__TASK REQUIREMENTS__
The lines from the first line of the entries through the line containing "like x=296, y=330." are to be repeated exactly, with both of those lines included.

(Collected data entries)
——

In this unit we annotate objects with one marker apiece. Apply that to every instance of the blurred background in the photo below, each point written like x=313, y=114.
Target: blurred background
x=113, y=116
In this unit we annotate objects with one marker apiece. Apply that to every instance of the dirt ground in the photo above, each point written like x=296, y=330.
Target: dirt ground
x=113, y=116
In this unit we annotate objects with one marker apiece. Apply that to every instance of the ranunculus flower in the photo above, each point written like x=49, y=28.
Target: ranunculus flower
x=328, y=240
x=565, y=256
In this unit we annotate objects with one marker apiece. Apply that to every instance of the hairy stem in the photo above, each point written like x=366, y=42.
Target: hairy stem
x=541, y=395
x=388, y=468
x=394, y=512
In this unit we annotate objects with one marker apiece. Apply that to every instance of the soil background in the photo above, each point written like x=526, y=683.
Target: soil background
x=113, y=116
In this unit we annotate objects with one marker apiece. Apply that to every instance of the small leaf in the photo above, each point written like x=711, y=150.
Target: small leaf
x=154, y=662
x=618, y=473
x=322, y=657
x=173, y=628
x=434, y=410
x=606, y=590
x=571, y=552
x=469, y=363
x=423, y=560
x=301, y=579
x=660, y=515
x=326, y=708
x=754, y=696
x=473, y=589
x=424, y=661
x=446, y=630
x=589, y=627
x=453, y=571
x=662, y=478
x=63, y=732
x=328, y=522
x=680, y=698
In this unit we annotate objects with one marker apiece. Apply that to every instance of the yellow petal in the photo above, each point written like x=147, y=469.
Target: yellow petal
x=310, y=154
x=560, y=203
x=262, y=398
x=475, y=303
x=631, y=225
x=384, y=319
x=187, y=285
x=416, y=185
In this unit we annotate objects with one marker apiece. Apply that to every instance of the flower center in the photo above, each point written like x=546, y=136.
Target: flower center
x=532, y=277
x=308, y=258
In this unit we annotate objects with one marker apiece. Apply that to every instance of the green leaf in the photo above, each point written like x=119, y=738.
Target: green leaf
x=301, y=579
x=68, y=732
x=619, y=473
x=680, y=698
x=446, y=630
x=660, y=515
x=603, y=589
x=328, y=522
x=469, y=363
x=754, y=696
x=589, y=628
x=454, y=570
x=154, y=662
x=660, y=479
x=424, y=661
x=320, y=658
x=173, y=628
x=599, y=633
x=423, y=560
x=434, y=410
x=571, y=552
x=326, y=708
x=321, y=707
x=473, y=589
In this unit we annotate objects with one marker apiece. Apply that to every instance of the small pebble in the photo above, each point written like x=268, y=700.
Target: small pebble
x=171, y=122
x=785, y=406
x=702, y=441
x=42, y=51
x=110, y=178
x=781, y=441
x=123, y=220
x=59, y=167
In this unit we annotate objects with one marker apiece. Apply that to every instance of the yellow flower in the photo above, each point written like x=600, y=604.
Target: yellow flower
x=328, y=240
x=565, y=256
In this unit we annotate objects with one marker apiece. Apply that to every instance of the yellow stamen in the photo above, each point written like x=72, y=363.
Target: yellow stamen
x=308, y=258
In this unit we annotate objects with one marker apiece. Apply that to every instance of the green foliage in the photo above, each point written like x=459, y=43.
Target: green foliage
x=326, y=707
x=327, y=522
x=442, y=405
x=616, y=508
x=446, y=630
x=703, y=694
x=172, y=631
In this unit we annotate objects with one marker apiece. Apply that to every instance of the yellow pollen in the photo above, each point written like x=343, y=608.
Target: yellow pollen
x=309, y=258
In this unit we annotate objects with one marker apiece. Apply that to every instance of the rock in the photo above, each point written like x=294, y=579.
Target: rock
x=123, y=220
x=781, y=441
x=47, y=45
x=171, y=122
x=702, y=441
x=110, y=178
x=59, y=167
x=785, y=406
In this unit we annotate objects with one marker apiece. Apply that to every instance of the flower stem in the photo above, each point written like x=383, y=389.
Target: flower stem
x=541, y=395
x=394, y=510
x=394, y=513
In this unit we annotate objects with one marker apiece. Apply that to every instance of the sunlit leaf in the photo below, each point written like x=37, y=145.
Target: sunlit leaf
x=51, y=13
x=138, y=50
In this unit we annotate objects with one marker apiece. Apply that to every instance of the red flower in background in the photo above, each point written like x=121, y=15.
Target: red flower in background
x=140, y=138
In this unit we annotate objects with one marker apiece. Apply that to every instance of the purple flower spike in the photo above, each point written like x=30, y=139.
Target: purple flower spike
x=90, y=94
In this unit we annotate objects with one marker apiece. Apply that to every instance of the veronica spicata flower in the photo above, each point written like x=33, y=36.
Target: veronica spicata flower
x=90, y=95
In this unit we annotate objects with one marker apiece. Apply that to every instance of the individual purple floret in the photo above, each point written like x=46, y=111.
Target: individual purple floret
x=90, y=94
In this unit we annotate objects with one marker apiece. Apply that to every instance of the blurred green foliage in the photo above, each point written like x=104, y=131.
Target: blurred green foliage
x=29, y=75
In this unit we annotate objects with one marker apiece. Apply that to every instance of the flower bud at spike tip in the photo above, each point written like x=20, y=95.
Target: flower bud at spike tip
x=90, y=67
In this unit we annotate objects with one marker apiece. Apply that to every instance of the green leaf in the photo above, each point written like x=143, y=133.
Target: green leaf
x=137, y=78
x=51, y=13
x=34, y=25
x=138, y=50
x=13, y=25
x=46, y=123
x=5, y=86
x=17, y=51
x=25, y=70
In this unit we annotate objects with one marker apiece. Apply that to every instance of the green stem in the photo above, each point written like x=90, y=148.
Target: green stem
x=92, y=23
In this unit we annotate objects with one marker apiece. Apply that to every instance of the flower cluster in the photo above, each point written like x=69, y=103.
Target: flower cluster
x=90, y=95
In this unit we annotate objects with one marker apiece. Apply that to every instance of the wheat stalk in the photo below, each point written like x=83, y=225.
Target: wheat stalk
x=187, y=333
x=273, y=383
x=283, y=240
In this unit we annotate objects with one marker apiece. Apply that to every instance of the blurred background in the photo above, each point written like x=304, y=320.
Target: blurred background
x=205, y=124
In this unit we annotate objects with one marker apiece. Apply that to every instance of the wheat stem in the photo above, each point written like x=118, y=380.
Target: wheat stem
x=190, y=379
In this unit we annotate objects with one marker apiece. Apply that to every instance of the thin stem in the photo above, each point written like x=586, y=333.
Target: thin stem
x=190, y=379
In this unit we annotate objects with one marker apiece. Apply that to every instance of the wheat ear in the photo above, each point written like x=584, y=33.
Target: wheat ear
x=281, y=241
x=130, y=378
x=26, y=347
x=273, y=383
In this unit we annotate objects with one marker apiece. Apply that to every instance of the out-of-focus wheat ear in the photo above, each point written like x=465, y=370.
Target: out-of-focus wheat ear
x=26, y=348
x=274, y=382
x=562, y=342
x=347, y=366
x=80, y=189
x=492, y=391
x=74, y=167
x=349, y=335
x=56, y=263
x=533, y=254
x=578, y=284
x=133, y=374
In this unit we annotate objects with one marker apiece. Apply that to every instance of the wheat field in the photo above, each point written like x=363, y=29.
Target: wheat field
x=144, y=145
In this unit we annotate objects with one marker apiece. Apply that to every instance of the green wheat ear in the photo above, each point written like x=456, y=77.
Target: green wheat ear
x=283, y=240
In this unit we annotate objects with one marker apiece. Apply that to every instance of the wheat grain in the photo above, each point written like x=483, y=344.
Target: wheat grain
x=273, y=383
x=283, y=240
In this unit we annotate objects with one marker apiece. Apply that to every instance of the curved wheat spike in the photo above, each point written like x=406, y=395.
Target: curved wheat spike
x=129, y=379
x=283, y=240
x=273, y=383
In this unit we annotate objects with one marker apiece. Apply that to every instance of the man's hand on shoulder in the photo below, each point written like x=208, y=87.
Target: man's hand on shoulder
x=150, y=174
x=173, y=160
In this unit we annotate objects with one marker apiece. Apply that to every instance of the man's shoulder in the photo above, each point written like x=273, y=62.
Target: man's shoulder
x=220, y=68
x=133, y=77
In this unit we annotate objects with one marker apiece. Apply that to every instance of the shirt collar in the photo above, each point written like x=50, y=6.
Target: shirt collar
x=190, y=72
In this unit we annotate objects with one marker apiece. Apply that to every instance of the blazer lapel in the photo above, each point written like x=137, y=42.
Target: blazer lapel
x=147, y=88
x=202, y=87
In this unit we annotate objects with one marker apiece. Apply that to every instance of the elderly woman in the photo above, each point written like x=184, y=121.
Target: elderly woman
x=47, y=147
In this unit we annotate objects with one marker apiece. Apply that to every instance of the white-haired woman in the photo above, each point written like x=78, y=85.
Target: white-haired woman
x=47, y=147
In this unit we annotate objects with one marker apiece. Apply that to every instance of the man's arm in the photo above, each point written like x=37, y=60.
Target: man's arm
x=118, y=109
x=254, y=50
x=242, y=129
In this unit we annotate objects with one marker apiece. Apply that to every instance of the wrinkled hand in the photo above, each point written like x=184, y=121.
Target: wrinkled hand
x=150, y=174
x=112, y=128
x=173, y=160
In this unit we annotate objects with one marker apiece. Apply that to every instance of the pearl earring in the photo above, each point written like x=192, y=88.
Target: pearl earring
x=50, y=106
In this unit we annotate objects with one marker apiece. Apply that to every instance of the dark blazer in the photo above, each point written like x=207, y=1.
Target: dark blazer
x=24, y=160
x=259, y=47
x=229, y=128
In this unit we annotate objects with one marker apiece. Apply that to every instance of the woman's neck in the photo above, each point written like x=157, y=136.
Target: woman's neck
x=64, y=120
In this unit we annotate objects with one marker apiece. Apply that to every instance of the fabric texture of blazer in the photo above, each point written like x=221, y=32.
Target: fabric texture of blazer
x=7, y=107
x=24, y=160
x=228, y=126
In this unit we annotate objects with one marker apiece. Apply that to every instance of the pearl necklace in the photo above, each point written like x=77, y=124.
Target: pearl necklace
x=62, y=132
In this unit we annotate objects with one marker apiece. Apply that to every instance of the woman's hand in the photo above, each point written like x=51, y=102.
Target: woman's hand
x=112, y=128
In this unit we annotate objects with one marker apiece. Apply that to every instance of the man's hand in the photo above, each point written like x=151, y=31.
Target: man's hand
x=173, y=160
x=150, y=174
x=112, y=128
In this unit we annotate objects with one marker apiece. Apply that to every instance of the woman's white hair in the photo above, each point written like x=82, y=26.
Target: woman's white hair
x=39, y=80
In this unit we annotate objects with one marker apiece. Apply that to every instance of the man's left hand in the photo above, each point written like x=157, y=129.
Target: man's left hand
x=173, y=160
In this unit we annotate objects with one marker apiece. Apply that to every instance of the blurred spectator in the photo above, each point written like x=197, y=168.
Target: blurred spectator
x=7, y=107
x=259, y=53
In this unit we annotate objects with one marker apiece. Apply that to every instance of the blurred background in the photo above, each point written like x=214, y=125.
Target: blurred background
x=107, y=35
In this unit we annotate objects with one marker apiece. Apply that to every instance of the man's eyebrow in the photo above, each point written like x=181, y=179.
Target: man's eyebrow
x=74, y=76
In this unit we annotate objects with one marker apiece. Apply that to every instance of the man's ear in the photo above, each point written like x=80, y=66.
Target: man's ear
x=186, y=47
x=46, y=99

——

__ANSWER FOR THIS EXERCISE__
In this unit we annotate objects with one marker apiece. Apply that to every instance of the blurred background in the photo below, each point written like x=313, y=114.
Target: blurred background
x=113, y=116
In this unit we annotate objects with one marker apiece. Apply that to every instance of the dirt ground in the photo above, each point written like x=296, y=330.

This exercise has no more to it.